Using the listing below, count every line that contains the word "standing"; respond with the count alone.

RECORDS SUPPLIED:
________

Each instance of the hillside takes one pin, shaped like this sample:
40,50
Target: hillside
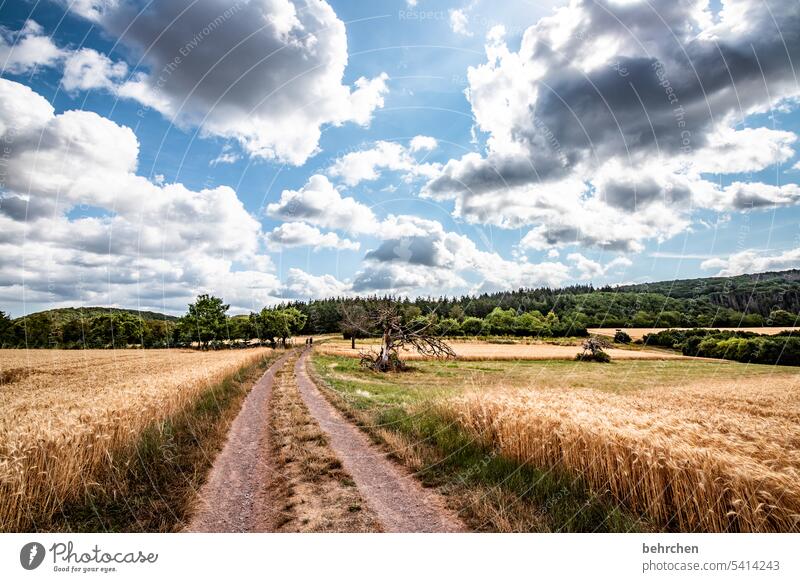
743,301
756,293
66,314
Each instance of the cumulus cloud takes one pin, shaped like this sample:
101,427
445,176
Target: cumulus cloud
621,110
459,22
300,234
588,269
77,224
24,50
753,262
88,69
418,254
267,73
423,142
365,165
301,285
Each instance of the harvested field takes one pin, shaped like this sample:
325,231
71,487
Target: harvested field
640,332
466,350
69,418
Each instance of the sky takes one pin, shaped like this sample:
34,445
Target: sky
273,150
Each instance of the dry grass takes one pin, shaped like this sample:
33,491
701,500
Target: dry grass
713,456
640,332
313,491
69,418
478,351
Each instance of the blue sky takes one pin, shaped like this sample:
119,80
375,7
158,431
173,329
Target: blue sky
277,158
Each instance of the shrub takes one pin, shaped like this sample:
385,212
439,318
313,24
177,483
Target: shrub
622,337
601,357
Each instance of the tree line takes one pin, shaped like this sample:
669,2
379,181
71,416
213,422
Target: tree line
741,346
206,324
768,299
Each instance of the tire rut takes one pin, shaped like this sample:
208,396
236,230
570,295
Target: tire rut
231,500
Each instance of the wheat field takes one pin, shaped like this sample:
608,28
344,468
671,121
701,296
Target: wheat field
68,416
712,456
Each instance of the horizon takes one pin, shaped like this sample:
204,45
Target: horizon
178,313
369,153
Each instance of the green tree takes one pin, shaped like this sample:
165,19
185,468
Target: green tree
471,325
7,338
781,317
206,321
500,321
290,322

________

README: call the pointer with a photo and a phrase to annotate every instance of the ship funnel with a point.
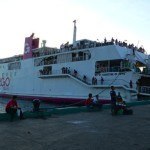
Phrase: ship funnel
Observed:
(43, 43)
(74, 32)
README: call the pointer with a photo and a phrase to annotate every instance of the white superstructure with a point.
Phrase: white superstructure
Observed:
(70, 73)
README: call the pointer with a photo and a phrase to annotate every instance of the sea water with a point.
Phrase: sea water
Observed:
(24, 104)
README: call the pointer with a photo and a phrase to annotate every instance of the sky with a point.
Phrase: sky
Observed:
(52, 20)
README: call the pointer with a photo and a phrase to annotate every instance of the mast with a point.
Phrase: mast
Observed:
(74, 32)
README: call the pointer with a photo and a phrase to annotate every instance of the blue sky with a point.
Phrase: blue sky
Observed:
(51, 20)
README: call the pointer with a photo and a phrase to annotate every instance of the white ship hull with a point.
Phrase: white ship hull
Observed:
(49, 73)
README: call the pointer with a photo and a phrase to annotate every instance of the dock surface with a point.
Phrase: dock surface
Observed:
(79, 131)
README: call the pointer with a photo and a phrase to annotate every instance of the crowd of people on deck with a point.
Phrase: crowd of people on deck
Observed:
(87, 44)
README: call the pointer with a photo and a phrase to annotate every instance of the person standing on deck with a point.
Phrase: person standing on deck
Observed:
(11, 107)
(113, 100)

________

COMPLETED TASK: 2